• [RECORDS FOR THE EXERCISE]

+---+

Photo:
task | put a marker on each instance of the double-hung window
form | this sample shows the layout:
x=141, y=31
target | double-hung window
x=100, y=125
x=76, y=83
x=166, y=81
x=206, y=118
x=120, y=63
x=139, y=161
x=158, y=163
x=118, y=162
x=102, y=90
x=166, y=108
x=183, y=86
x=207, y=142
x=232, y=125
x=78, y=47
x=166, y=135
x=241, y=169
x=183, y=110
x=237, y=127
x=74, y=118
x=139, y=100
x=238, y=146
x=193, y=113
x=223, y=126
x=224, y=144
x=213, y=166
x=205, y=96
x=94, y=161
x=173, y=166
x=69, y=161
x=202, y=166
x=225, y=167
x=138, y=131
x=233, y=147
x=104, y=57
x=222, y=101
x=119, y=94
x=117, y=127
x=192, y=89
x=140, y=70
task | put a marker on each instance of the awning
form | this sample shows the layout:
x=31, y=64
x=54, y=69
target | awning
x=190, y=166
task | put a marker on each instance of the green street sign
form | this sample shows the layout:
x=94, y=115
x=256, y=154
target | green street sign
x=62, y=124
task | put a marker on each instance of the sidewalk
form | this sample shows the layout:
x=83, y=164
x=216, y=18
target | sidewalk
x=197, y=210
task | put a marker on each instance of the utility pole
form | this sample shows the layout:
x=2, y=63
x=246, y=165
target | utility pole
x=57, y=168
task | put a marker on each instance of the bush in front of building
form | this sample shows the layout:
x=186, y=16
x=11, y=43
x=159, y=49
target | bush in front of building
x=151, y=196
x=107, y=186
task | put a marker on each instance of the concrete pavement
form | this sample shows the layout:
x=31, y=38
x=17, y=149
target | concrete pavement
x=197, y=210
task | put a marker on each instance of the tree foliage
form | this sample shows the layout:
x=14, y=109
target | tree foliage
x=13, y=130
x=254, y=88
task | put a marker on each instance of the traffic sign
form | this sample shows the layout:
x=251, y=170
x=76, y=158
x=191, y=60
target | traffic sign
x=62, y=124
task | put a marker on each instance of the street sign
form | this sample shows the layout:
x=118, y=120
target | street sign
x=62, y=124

+---+

• [REQUIREMENTS] The records above must be output exactly, in full.

• [WRITTEN REPLY]
Photo:
task | put a marker on each instance of the double-hung window
form | this sample shows the layout:
x=141, y=31
target | double-hung window
x=100, y=125
x=76, y=83
x=166, y=81
x=206, y=118
x=120, y=63
x=139, y=161
x=158, y=163
x=118, y=162
x=102, y=90
x=166, y=108
x=183, y=86
x=207, y=142
x=232, y=125
x=78, y=47
x=166, y=135
x=241, y=169
x=183, y=110
x=237, y=127
x=74, y=118
x=139, y=100
x=238, y=146
x=193, y=113
x=223, y=126
x=224, y=144
x=213, y=166
x=205, y=96
x=94, y=161
x=173, y=166
x=69, y=161
x=202, y=166
x=225, y=167
x=138, y=131
x=233, y=147
x=104, y=57
x=222, y=101
x=119, y=94
x=117, y=127
x=192, y=89
x=140, y=70
task | put a marker on each instance of the awning
form | this sample shows the layout:
x=31, y=64
x=54, y=69
target | awning
x=190, y=166
task | put a marker on each instance of the green street sign
form | this sample shows the layout:
x=94, y=115
x=256, y=154
target | green street sign
x=62, y=124
task | put a marker on each instance of the sidewalk
form | this sample shows the layout:
x=83, y=164
x=216, y=18
target | sidewalk
x=197, y=210
task | put a marker on each instance of the utility pole
form | this sample shows the layout:
x=2, y=63
x=246, y=165
target | utility pole
x=57, y=168
task | put a marker on each instance of the bush in front of building
form | this sample shows the layout:
x=186, y=16
x=11, y=43
x=159, y=49
target | bush in front of building
x=151, y=196
x=107, y=186
task | put a marker on each instance of the concrete pavement
form | this sample shows the layout:
x=31, y=38
x=17, y=149
target | concrete pavement
x=197, y=210
task | put a marker on each instance of the tree foliage
form | this sample shows the layout:
x=14, y=109
target | tree foliage
x=13, y=130
x=254, y=88
task | put a marker on each instance of the traffic sign
form | this sample shows the layout:
x=251, y=170
x=76, y=158
x=191, y=60
target | traffic sign
x=62, y=124
task | put a marker on each instance of the street sign
form | this sample shows the layout:
x=118, y=120
target | street sign
x=62, y=124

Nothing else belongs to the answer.